[Region pointing data]

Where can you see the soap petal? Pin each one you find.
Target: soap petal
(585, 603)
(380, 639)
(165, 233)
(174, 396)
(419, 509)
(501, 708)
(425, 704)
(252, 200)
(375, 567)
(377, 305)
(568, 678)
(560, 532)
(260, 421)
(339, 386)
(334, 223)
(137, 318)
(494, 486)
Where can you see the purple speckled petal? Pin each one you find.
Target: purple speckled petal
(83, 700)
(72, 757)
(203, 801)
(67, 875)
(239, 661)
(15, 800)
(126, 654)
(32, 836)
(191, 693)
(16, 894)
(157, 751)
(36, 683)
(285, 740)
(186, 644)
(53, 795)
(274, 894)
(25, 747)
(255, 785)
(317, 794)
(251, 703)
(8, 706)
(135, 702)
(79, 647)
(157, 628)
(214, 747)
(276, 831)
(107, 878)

* **Problem to solve**:
Give back, unchanged, the line containing "Target: soap petal" and each line that comes after it in the entries above, ending with the last.

* **Response for this exercise**:
Target: soap petal
(585, 603)
(380, 639)
(165, 233)
(174, 396)
(419, 509)
(501, 708)
(425, 704)
(252, 200)
(375, 567)
(377, 305)
(568, 678)
(560, 532)
(260, 421)
(339, 386)
(334, 223)
(137, 318)
(494, 486)
Where can you see the purple speckled petal? Pin each one you find.
Target: purple speckled petal
(83, 700)
(72, 757)
(203, 801)
(67, 875)
(239, 661)
(15, 800)
(126, 654)
(32, 836)
(191, 693)
(16, 894)
(157, 751)
(36, 683)
(285, 740)
(186, 644)
(53, 795)
(274, 894)
(25, 747)
(255, 785)
(317, 794)
(251, 703)
(8, 706)
(135, 702)
(79, 647)
(157, 628)
(214, 747)
(276, 831)
(107, 878)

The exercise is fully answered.